### Problem to solve
Copy the lines exactly as they appear, starting with the first line of the records and ending with the line that contains "Target: bone fragment".

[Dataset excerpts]
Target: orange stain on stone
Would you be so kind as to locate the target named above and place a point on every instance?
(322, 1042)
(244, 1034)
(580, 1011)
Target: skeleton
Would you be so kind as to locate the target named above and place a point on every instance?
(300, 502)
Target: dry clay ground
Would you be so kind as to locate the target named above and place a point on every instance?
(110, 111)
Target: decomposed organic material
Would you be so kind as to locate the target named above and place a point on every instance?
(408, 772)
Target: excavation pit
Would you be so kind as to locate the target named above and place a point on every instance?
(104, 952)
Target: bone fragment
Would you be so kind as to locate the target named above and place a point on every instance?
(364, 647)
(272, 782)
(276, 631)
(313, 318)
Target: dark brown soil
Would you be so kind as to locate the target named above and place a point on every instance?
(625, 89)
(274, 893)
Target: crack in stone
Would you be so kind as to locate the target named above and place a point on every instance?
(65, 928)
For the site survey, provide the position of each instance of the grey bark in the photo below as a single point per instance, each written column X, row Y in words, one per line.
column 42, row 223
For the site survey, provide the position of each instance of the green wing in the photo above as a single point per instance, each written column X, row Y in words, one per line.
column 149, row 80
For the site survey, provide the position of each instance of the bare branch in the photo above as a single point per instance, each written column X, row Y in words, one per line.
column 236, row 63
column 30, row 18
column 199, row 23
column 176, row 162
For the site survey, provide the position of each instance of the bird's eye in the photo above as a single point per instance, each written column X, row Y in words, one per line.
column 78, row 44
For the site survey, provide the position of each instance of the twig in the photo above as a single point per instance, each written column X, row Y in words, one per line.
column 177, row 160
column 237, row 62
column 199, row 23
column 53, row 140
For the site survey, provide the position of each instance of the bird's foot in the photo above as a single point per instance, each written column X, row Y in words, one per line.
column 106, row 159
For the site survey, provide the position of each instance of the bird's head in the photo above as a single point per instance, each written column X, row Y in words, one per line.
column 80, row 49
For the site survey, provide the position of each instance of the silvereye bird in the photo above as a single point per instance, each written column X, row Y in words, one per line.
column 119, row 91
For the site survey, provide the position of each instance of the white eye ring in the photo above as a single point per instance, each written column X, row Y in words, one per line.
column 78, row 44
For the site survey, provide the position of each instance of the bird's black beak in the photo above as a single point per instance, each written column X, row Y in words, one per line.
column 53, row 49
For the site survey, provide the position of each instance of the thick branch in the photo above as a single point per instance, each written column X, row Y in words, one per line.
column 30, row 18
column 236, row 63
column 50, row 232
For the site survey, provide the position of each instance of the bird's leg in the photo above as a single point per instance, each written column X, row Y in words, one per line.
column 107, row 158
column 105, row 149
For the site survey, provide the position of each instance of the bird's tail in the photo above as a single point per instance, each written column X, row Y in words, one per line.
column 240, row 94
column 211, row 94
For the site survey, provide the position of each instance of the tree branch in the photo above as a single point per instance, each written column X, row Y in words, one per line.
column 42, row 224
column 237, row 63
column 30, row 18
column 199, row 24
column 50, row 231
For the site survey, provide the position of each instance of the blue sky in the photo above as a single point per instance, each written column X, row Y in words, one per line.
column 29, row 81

### Answer
Target: orange stain on stone
Would you be so kind as to locate the target named above and place a point on every instance?
(322, 1042)
(244, 1034)
(580, 1011)
Target: skeleton
Would you be so kind as to locate the target named above and place a point on every instance?
(300, 502)
Target: dry clay ground
Would you be so kind as to locate the target named above and place a point on every instance?
(110, 111)
Target: decomposed organic material
Would you be so kind as to locate the target named above and place a point on every instance?
(408, 772)
Target: excavation pit
Would you be so kind as to locate the target named above and place a point on every instance?
(104, 952)
Target: bone fragment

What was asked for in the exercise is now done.